What is being asked
Copy the data below word for word, but leave out the pictures.
— START —
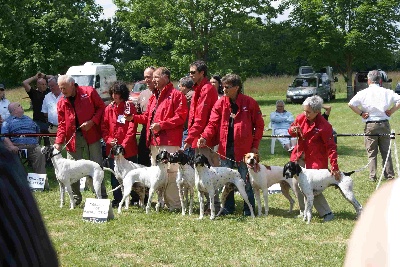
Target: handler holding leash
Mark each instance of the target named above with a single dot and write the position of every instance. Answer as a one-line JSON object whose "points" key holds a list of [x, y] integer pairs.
{"points": [[315, 146], [375, 105], [79, 118]]}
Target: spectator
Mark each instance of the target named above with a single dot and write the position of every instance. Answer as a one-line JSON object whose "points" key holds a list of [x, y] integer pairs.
{"points": [[18, 123], [216, 82], [4, 102], [239, 121], [280, 121], [315, 146], [23, 236], [375, 105], [37, 97], [116, 130], [79, 116], [186, 87], [143, 100], [164, 118], [49, 107]]}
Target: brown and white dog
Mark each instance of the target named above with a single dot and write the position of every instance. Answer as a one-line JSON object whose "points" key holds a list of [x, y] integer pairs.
{"points": [[262, 177]]}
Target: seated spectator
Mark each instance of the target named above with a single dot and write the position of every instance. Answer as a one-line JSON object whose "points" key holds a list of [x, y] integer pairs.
{"points": [[4, 102], [280, 122], [18, 123]]}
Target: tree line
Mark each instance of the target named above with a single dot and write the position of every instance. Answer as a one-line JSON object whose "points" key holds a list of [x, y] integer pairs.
{"points": [[231, 36]]}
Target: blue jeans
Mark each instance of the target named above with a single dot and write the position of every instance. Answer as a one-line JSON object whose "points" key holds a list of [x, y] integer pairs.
{"points": [[242, 168]]}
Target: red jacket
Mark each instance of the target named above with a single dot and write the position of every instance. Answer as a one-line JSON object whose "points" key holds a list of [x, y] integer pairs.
{"points": [[203, 100], [248, 125], [125, 133], [317, 143], [170, 112], [88, 106]]}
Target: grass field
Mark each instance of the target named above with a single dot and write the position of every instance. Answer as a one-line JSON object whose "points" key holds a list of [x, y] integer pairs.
{"points": [[169, 239]]}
— END —
Completed task
Target: handler holding leash
Mark each instance of the target named above with a single dot and write the position of every instance. Answer as a one-line JSON object whose "points" key holds a list of [x, y] integer pairs.
{"points": [[315, 146], [375, 105], [79, 118]]}
Target: spectator
Mark each instance of the target named above with a single dot and write the position of every instance. Answer as a one-line JSON object whose "points" key holds a list of [x, y] integer pairs.
{"points": [[18, 123], [216, 82], [4, 102], [239, 121], [280, 121], [315, 146], [23, 236], [375, 105], [37, 97], [116, 130], [79, 116], [186, 87], [143, 100], [164, 118], [49, 107]]}
Target: brown and white dog
Mark each instance of the target named above with a single dot and write the position of every instance. Answer as a one-line JSON object whose "points" key holds a list of [x, y] integer pairs.
{"points": [[262, 177]]}
Target: seated spectator
Mark each instance of the target named above with a single dot and write the position of every instance. Answer as a one-line JSON object whose "points" key holds a list of [x, y] integer pairs.
{"points": [[4, 102], [280, 122], [18, 123]]}
Target: tree line
Mark each instance of the target named above with a single dot and write the position of every instance. Answer as a one-line JSON object whose "points" key holds a list of [x, y] integer pairs.
{"points": [[231, 36]]}
Target: blue jeans
Mark each instance of the target named above with a single dot and write the position of every instance. Answer as a one-line JSON object whose "points" key holds a list of [x, y] integer pairs.
{"points": [[242, 168]]}
Target: red jacket
Mark each instance of the target named above with a single dot and write the position of every instance. Answer as a one-line JSON object whose "points" key holds a list of [x, y] integer pairs.
{"points": [[203, 100], [248, 125], [125, 133], [317, 143], [170, 112], [88, 106]]}
Target: grass field
Mark each instance of the target named above with a single dot and write the position of every instance. Answer as a one-line JSON object whose "points" key holds a list of [x, y] integer pairs.
{"points": [[169, 239]]}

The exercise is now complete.